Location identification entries
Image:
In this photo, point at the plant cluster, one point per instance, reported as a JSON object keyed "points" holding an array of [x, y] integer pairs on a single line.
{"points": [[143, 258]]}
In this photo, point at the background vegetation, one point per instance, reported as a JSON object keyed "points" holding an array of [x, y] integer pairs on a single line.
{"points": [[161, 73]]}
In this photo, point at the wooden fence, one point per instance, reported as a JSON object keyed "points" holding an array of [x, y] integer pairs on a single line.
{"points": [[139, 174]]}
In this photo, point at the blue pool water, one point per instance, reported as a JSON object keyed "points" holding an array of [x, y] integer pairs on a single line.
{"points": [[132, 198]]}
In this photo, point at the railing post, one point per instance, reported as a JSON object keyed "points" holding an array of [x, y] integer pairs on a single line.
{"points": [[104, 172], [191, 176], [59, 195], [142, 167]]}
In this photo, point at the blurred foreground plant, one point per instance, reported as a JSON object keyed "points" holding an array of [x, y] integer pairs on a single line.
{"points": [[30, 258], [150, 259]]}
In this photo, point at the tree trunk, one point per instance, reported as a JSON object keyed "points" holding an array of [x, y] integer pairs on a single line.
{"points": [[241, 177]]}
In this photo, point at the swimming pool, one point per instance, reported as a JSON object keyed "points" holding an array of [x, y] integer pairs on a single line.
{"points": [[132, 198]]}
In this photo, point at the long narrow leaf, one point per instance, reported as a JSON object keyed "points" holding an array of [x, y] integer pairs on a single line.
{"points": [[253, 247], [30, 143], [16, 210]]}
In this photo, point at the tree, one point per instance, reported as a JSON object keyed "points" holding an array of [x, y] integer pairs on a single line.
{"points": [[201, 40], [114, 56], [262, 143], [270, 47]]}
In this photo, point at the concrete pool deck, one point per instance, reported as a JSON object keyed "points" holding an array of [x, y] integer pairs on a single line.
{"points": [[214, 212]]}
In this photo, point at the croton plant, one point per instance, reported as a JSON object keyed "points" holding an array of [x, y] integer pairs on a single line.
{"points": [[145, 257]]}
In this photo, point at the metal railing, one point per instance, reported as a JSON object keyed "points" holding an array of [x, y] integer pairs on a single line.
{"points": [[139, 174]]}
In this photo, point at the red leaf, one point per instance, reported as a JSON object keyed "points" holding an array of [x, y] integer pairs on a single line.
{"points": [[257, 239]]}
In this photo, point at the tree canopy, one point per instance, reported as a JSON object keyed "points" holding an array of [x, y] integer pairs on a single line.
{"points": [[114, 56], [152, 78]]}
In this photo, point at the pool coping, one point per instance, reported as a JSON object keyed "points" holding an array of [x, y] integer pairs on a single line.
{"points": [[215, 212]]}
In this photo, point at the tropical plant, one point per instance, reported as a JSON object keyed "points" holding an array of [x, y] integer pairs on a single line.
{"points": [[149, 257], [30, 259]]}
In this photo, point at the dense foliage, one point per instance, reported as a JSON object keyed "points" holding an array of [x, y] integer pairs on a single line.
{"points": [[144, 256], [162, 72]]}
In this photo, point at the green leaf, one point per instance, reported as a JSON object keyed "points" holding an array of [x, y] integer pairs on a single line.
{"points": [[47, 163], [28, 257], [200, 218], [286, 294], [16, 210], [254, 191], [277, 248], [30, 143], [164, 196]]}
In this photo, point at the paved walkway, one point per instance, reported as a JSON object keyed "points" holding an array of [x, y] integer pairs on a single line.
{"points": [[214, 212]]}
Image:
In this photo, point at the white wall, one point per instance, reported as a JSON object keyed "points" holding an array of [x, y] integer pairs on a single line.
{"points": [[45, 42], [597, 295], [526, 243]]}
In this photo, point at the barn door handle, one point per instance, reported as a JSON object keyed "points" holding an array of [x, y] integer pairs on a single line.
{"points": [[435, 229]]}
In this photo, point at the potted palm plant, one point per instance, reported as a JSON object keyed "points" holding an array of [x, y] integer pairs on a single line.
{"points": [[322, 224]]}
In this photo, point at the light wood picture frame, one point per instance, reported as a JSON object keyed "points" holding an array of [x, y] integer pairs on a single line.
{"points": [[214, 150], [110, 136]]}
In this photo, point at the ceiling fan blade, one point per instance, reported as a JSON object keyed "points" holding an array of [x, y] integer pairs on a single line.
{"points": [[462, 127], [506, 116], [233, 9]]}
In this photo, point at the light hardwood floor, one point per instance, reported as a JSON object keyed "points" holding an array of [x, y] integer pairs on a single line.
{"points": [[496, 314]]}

• WHAT YOU HAVE TO DO: Render every line of the listing above as a Markdown table, omitting blank lines, with a column headed "No." for the row number and a column headed "Line" for the line itself.

• ANSWER TO THE EXERCISE:
| No. | Line |
|---|---|
| 1 | Image: |
| 2 | In this photo, point at the plant cluster, one point per instance, reported as a JSON object keyed "points" holding an array of [x, y] integer pairs on a single line. |
| 3 | {"points": [[143, 258]]} |
| 4 | In this photo, point at the background vegetation, one point per instance, reported as a JSON object keyed "points" holding an array of [x, y] integer pairs on a single line. |
| 5 | {"points": [[161, 73]]} |
| 6 | In this photo, point at the wooden fence, one point per instance, reported as a JSON object keyed "points" holding an array of [x, y] integer pairs on a single line. |
| 7 | {"points": [[139, 174]]} |
| 8 | In this photo, point at the blue pool water, one point per instance, reported as a JSON object keyed "points" holding an array of [x, y] integer pairs on a single line. |
| 9 | {"points": [[132, 198]]} |
| 10 | In this photo, point at the railing post, one point per instance, reported as a JSON object keyed "points" holding an array of [x, y] integer pairs on a single line. |
| 11 | {"points": [[104, 172], [191, 176], [59, 195], [142, 167]]} |
| 12 | In this photo, point at the blurred foreground plant, one point per instance, reported as a JSON object keyed "points" holding an array of [x, y] integer pairs on a single line. |
| 13 | {"points": [[30, 258], [150, 259]]} |
| 14 | In this photo, point at the tree trunk, one point per instance, reported as a JSON object keyed "points" holding an array of [x, y] integer pairs on a single line. |
| 15 | {"points": [[241, 177]]} |
| 16 | In this photo, point at the swimming pool, one point per instance, reported as a JSON object keyed "points" holding an array of [x, y] integer pairs on a single line. |
| 17 | {"points": [[132, 198]]} |
| 18 | In this photo, point at the long narrow leaf, one point per instance, reported as a JSON object keyed "points" holding an array of [x, y] integer pairs on a single line. |
| 19 | {"points": [[253, 247], [30, 143], [16, 210]]} |
| 20 | In this photo, point at the tree, one point per instance, reported as a JSON object keyed "points" holding an array of [x, y] integer pairs on a single line. |
| 21 | {"points": [[201, 40], [114, 56], [262, 143], [270, 47]]} |
| 22 | In this photo, point at the concrete pool deck, one point per instance, reported as a JSON object keyed "points" holding an array of [x, y] integer pairs on a single line. |
| 23 | {"points": [[214, 212]]} |
| 24 | In this photo, point at the croton plant, one point per instance, reported as a JSON object keyed "points" holding an array of [x, y] integer pairs on a single line. |
| 25 | {"points": [[145, 257]]} |
| 26 | In this photo, point at the metal railing, one point per instance, reported as a JSON object keyed "points" holding an array of [x, y] integer pairs on a single line. |
| 27 | {"points": [[139, 174]]} |
| 28 | In this photo, point at the red leaf, one point per instance, reported as a JSON object keyed "points" holding an array of [x, y] integer pairs on a single line. |
| 29 | {"points": [[257, 239]]} |
| 30 | In this photo, point at the tree canopy, one point per instance, reported as a JSON object keyed "points" holding an array of [x, y] integer pairs on a single line. |
| 31 | {"points": [[114, 56], [152, 78]]} |
| 32 | In this photo, point at the pool coping, one point per instance, reported as a JSON object keyed "points" holding an array of [x, y] integer pairs on a single line. |
| 33 | {"points": [[215, 212]]} |
| 34 | In this photo, point at the tropical plant, one point per instance, reported as a JSON object keyed "points" holding an array of [x, y] integer pairs on a single line. |
| 35 | {"points": [[149, 257], [30, 259]]} |
| 36 | In this photo, point at the dense foliage, one point per instance, reported as a JSON object keyed "points" holding an array of [x, y] integer pairs on a single line. |
| 37 | {"points": [[144, 256], [162, 72]]} |
| 38 | In this photo, point at the green leaf, one point per instance, reported as a JSON object keyed "points" holding an array of [x, y] integer pairs on a single line. |
| 39 | {"points": [[47, 163], [28, 257], [200, 218], [286, 294], [16, 210], [254, 191], [277, 248], [30, 143], [164, 196]]} |
| 40 | In this photo, point at the paved walkway, one point per instance, reported as a JSON object keyed "points" holding an array of [x, y] integer pairs on a single line. |
| 41 | {"points": [[214, 212]]} |
| 42 | Image: |
| 43 | In this photo, point at the white wall, one point per instance, reported as a JSON object keyed "points" holding an array of [x, y] integer pairs on a single line. |
| 44 | {"points": [[45, 42], [597, 295], [526, 243]]} |
| 45 | In this photo, point at the barn door handle, one point per instance, reported as a JSON object keyed "points" holding an array of [x, y] integer pairs on a single line. |
| 46 | {"points": [[435, 229]]} |
| 47 | In this photo, point at the potted palm plant, one point per instance, reported as a JSON object keyed "points" holding an array of [x, y] integer pairs on a single line. |
| 48 | {"points": [[322, 224]]} |
| 49 | In this photo, point at the light wood picture frame, one point per instance, reported as a JSON object keyed "points" holding an array of [x, y] integer pairs on a single line. |
| 50 | {"points": [[214, 150], [110, 136]]} |
| 51 | In this photo, point at the ceiling fan blade, one point per instance, reported as a JSON object keyed "points" holding an array of [x, y] integer pairs on a single line. |
| 52 | {"points": [[462, 127], [506, 116], [233, 9]]} |
| 53 | In this photo, point at the light hardwood floor, one point per instance, reported as a JSON object keyed "points" holding an array of [x, y] integer pairs on a single line. |
| 54 | {"points": [[496, 314]]} |